*** Opening EXERCISE MATERIALS ***

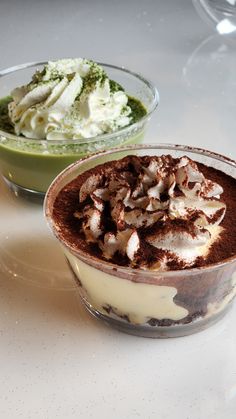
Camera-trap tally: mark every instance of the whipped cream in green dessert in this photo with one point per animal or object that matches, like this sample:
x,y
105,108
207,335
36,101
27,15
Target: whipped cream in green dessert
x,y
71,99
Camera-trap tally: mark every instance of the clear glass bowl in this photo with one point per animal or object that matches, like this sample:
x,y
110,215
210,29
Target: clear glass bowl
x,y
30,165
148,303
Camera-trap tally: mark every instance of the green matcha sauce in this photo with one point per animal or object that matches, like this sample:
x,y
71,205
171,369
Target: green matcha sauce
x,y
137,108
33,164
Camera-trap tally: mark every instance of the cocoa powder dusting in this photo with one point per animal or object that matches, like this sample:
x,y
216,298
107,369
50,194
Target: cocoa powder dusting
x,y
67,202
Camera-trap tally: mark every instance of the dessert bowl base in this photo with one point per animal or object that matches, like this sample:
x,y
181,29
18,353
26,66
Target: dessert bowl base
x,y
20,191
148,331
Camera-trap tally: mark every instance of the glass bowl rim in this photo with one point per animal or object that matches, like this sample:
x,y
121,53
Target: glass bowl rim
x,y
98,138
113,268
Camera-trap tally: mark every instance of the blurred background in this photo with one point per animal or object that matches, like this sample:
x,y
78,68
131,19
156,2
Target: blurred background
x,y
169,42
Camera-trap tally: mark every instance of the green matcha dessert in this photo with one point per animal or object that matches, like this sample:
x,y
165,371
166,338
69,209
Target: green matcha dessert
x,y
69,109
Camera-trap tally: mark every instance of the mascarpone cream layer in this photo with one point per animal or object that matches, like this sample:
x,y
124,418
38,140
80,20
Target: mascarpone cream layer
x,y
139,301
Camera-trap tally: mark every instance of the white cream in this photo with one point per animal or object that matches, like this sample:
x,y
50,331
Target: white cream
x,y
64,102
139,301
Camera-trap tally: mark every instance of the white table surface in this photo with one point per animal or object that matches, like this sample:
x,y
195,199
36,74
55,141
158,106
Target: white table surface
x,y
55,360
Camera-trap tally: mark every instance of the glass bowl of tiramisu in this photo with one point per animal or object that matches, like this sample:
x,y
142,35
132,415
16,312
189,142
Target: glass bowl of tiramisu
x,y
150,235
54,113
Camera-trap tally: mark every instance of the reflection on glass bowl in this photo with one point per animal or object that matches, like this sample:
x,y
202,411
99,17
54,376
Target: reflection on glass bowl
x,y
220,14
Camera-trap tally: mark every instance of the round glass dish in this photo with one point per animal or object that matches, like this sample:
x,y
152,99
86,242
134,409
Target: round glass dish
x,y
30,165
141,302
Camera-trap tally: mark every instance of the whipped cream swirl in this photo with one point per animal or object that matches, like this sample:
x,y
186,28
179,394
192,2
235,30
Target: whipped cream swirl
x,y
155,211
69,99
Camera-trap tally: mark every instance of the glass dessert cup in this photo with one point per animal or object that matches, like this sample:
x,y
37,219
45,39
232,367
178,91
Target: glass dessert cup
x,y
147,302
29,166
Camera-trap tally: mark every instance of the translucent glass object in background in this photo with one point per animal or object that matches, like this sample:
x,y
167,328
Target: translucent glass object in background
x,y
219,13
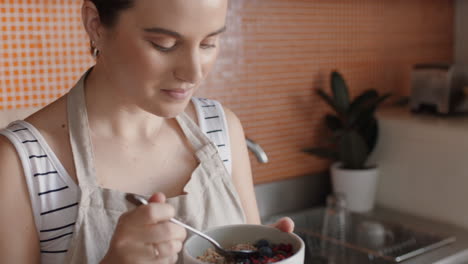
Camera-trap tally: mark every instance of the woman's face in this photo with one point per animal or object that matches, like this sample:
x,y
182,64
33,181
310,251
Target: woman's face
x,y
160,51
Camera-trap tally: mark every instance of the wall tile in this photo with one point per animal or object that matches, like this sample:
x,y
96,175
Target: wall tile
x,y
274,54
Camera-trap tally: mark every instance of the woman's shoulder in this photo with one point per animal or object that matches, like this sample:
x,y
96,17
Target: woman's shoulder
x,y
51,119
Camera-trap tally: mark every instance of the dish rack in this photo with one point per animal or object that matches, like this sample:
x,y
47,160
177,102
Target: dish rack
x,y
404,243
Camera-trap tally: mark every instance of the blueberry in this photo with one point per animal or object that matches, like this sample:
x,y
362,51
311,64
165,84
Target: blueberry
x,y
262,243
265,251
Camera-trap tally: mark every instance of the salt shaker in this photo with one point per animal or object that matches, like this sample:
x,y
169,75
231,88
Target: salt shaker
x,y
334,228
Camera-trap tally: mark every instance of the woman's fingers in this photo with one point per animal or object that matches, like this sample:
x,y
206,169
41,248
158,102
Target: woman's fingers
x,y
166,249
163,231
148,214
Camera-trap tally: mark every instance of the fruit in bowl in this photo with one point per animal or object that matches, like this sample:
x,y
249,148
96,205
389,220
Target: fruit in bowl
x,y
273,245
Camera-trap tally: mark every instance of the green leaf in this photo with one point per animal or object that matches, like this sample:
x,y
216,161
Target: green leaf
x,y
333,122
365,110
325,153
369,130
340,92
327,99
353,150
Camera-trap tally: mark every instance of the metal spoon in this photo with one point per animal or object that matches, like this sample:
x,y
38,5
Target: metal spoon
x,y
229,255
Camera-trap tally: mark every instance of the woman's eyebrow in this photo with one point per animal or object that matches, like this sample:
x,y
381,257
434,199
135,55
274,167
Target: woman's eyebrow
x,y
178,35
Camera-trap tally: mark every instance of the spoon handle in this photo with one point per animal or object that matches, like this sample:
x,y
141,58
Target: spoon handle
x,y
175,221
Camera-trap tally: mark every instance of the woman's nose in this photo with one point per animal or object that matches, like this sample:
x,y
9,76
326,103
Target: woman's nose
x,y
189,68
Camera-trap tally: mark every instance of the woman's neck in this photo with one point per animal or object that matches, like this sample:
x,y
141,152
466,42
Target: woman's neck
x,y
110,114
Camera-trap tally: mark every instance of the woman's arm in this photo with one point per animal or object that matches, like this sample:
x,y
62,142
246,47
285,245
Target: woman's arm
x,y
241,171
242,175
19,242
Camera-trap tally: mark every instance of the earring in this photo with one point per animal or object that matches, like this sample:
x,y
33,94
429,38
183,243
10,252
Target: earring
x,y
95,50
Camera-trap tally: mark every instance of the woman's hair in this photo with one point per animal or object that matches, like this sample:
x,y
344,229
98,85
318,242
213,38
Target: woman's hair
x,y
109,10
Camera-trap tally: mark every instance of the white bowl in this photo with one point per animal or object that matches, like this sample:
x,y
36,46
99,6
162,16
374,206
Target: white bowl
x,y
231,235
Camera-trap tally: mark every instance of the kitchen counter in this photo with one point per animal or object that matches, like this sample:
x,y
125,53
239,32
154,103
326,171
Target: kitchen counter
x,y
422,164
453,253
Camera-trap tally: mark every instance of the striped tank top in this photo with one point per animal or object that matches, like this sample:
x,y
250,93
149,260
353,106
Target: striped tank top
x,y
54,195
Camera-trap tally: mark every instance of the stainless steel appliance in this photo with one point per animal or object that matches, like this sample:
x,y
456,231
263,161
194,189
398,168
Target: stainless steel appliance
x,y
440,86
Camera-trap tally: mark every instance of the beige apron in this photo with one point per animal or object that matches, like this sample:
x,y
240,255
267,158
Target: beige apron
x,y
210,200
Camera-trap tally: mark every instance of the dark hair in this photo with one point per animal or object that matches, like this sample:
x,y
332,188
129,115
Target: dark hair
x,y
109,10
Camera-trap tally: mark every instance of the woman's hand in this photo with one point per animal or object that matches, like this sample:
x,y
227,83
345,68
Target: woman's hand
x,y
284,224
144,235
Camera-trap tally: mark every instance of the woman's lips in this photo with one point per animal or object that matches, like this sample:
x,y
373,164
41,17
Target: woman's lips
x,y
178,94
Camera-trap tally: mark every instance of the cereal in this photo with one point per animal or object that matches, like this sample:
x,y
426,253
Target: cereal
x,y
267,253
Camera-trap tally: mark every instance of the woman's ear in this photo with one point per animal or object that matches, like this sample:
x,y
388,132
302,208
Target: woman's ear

*** Closing EXERCISE MATERIALS ***
*** Opening EXERCISE MATERIALS ***

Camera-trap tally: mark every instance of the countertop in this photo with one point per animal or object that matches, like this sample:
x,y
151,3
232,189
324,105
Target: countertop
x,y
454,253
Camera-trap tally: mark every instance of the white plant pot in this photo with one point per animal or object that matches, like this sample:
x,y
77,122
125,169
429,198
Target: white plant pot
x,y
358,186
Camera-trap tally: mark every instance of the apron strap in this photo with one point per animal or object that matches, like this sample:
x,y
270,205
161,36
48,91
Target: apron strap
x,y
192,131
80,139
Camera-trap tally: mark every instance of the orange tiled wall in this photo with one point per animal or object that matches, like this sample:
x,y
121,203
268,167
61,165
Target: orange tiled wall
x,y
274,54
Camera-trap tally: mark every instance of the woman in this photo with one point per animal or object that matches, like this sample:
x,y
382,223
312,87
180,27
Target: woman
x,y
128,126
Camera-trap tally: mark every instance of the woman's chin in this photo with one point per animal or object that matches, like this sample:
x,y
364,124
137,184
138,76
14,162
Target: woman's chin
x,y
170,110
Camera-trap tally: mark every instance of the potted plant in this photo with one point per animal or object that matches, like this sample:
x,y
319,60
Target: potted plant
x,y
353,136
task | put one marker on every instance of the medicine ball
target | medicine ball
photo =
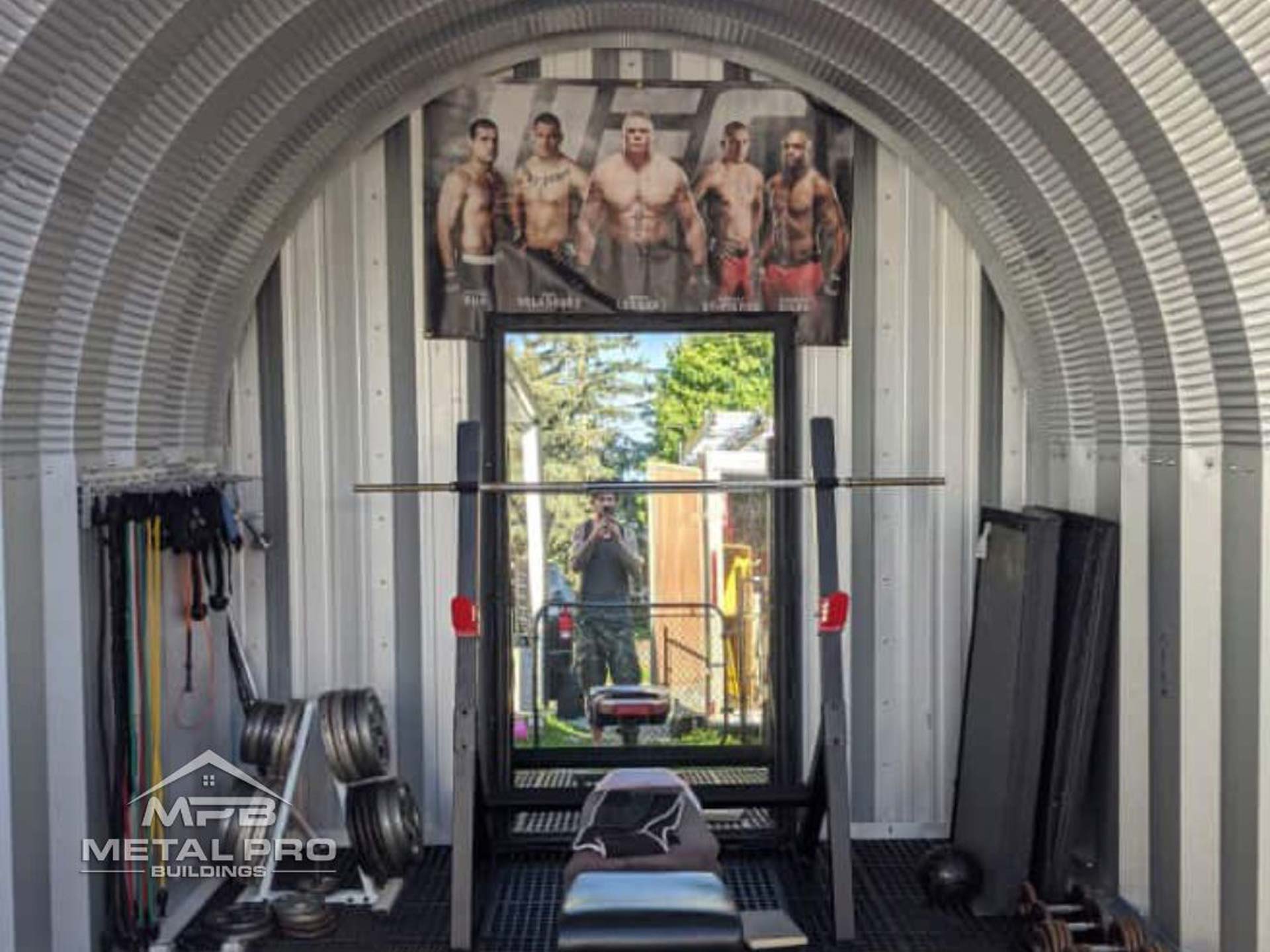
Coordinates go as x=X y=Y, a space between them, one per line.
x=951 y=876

*** Closing EXERCISE MATERIALS ***

Search the entries for "medicine" and copy each matching line.

task | put one marker on every instance of the medicine ball
target | medicine ball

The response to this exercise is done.